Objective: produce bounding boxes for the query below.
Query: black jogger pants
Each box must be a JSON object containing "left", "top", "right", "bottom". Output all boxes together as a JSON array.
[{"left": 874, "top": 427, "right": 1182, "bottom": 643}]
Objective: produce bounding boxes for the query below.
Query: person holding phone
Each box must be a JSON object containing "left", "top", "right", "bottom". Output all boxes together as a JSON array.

++++

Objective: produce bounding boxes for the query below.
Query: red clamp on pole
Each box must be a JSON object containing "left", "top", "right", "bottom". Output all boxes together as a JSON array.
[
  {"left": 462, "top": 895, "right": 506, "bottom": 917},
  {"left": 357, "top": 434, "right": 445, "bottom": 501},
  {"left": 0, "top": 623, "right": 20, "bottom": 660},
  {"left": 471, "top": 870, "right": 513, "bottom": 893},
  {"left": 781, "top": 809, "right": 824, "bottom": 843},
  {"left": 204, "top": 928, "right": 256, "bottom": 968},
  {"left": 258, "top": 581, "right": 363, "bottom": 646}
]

++++

* What this task involves
The lines above from the one with "Query: black jogger pants" through the one with "Query: person holding phone" are to be duplicated exactly, ends included, with nothing added.

* Problem solution
Query: black jogger pants
Each box must be a JSON object containing "left", "top", "right", "bottom". Output all boxes together as a JSON array.
[{"left": 874, "top": 427, "right": 1182, "bottom": 643}]
Objective: produce bounding boxes for the query below.
Query: person holding phone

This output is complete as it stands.